*REQUEST*. Tally the lines in the records that contain the word "like", and reply with the number alone.

*RECORDS TO PROCESS*.
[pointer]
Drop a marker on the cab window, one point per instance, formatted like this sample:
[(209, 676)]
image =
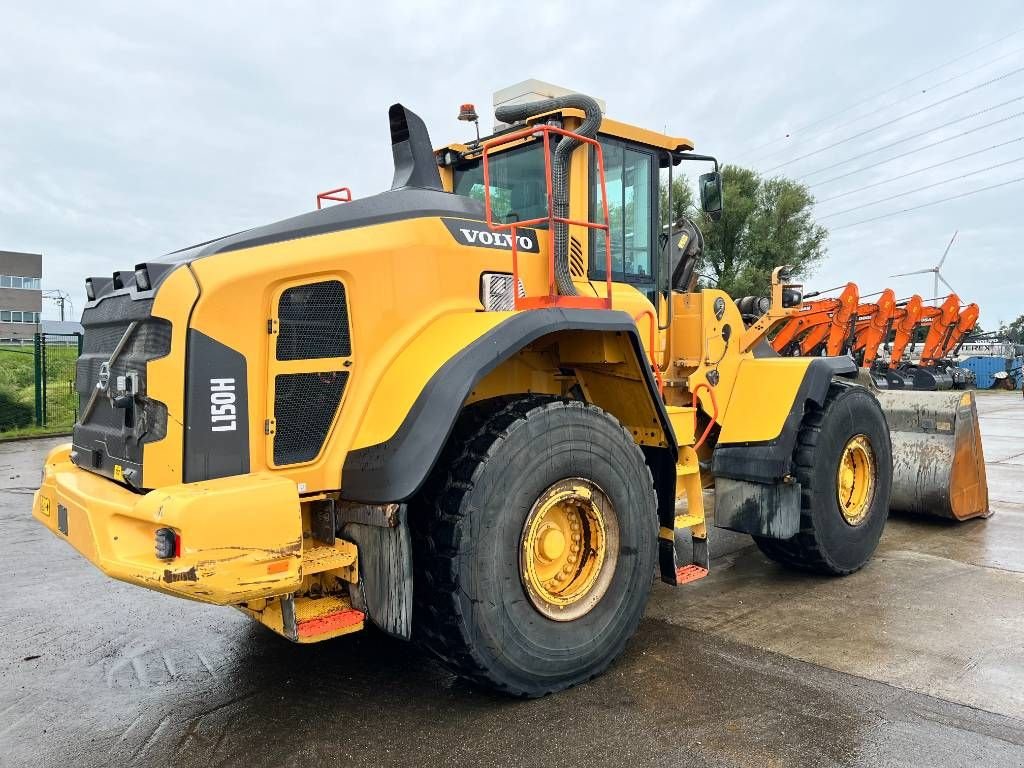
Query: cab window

* * *

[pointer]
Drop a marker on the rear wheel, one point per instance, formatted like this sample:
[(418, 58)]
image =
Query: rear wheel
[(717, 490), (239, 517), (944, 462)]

*FINISHED EXERCISE*. 2